* _What is required_:
Can you duplicate the entries word for word, beginning at the line that contains "For the benchmark, mark every instance of the wooden" and continuing through the end of the entries?

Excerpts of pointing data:

------------------------------------------------------------------------

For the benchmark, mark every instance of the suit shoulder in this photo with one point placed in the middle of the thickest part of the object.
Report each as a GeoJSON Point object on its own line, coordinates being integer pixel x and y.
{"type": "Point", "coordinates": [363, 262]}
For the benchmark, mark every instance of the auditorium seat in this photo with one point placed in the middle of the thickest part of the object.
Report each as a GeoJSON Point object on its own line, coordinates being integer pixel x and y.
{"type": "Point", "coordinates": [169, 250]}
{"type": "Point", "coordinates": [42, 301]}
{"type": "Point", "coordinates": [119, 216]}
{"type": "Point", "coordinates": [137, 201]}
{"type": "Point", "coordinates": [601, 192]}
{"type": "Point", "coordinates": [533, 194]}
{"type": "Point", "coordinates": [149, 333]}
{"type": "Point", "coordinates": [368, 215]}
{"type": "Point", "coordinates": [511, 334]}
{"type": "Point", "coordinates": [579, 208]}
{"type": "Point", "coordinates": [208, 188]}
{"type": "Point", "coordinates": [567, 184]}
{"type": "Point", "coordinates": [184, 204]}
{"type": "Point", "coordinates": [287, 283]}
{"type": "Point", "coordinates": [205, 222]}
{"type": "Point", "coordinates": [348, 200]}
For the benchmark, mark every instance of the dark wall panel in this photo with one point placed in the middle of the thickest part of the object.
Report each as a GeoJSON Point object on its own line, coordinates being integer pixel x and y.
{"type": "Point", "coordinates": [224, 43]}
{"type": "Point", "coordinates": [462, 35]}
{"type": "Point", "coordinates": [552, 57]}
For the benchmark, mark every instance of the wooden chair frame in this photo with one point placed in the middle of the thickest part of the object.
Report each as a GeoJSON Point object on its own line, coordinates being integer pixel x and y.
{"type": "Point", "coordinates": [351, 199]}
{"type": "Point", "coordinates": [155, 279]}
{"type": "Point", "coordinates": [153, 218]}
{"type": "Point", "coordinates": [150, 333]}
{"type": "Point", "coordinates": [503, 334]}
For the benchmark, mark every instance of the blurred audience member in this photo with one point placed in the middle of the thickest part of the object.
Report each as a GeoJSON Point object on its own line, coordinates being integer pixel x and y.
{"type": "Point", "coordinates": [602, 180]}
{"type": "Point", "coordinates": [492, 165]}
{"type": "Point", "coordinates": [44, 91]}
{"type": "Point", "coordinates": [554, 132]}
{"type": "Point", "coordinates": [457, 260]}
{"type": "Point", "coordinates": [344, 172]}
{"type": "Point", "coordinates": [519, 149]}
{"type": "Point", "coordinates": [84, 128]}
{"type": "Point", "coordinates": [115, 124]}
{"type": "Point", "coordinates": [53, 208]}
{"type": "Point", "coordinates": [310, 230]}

------------------------------------------------------------------------

* _Answer to this problem_:
For the benchmark, mark every instance of the wooden chair frame in this photo with one point placed in the middle of the thickest part of the object.
Report each as a GeoJSON Point object on its own line, coordinates being integer pixel x and y.
{"type": "Point", "coordinates": [351, 199]}
{"type": "Point", "coordinates": [155, 279]}
{"type": "Point", "coordinates": [153, 218]}
{"type": "Point", "coordinates": [150, 333]}
{"type": "Point", "coordinates": [503, 334]}
For the benchmark, mark every instance of the blurred audience member in this photo with one point placed in the middle of the thickest part of the object.
Report each as a GeoJSON Point object on its own line, coordinates being integer pixel x and y.
{"type": "Point", "coordinates": [602, 180]}
{"type": "Point", "coordinates": [492, 165]}
{"type": "Point", "coordinates": [44, 91]}
{"type": "Point", "coordinates": [554, 132]}
{"type": "Point", "coordinates": [457, 260]}
{"type": "Point", "coordinates": [344, 172]}
{"type": "Point", "coordinates": [519, 149]}
{"type": "Point", "coordinates": [84, 128]}
{"type": "Point", "coordinates": [115, 124]}
{"type": "Point", "coordinates": [53, 208]}
{"type": "Point", "coordinates": [310, 230]}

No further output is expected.